Data records:
================

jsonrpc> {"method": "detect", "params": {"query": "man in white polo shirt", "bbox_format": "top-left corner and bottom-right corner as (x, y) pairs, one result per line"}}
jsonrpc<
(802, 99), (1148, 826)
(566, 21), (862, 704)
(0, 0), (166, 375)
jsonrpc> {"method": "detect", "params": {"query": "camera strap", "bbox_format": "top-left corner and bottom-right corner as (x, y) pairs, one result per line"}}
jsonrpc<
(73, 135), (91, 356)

================

EXERCISE BRIEF:
Print each of these entries back line for line, with no changes.

OUTPUT FOR THIS TASK:
jsonrpc> {"method": "detect", "params": {"query": "man in white polo shirt", "bbox_format": "top-left corner and bottom-right corner as (x, y) pairs, one result per line"}}
jsonrpc<
(802, 99), (1148, 826)
(566, 21), (862, 704)
(0, 0), (166, 375)
jsonrpc> {"method": "detect", "params": {"query": "camera strap", "bbox_format": "top-left corner and bottom-right corner as (x, y) pairs, one result per line"}}
jsonrpc<
(73, 135), (91, 356)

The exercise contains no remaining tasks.